Dataset excerpts

>>>>

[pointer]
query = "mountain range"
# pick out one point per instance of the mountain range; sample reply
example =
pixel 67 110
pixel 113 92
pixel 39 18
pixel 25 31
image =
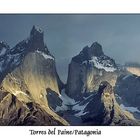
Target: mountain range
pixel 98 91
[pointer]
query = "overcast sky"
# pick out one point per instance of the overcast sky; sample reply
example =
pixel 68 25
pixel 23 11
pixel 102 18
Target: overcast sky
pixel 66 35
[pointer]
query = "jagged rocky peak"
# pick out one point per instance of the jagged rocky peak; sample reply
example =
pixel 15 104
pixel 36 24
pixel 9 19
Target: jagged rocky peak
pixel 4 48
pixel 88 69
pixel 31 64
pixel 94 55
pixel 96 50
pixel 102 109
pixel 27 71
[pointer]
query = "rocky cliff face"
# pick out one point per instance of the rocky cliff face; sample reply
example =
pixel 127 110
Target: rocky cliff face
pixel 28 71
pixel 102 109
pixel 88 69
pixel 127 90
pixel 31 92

<<<<

▶ **WHAT YOU SHOULD DO**
Scan the entries for lines with the word "query". The number of such lines is the whole answer.

▶ **WRITTEN SOLUTION**
4